■ AIM
Rewrite each line of the listing below, changing "sitting on" to "placed on" and leaving everything else as it stands. Omit the picture from your answer.

===== DATA EXCERPTS =====

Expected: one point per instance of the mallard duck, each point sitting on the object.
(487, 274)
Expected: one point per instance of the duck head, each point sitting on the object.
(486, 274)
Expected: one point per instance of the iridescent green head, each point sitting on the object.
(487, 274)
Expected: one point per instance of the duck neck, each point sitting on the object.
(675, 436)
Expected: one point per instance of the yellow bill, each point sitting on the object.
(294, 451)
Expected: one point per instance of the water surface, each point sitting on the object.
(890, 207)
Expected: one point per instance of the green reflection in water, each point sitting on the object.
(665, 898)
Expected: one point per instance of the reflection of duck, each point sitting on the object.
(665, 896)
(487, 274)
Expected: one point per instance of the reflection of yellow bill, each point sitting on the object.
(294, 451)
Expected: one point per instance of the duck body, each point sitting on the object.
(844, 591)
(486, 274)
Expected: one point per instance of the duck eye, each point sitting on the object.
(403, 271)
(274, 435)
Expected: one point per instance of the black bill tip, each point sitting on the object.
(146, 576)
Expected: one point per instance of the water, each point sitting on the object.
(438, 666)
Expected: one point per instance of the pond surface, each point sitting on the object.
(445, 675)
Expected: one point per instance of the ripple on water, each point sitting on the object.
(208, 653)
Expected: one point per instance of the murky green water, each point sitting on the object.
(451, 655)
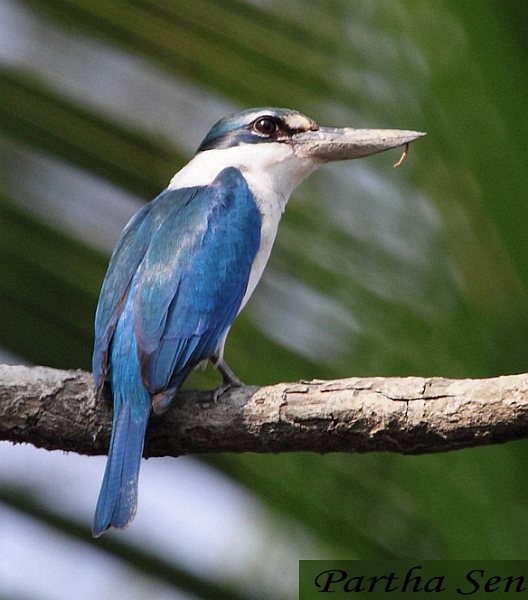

=====

■ THE REPLY
Expected: one point per instance of the mallard duck, each point placed on the object.
(487, 274)
Expected: one point per instance of the duck head, each point placed on the object.
(486, 274)
Expected: one point per instance of the iridescent green head, each point placed on the object.
(487, 274)
Expected: one point per instance of the duck neck, each point placed on the object.
(675, 436)
Expected: one point per instance of the yellow bill, each point placed on the object.
(294, 451)
Expected: one point per instance of the water surface, each point placed on the object.
(890, 207)
Expected: one point per instance of the green reflection in water, each point placed on the object.
(665, 898)
Expected: one point per instance of the reflection of duck, each point placed on the object.
(665, 896)
(487, 274)
Expected: one point per instance of the reflection of yellow bill, each point placed on the object.
(294, 451)
Expected: one point per instance of the duck body, each point placed on the object.
(844, 591)
(486, 274)
Expected: one point per instance of the duck eye, each point placed on the object.
(403, 271)
(274, 435)
Expected: one point per instance of the black bill tip, each point placed on the object.
(146, 576)
Expected: one point per instance of the water, each point placed on the object.
(438, 666)
Expected: one point per instance of the pond surface, each point placed on the object.
(445, 675)
Expected: one point per instance of the ripple on water, each point placed on the object.
(208, 653)
Expected: one point per instance of the murky green water, each point placed on the object.
(451, 655)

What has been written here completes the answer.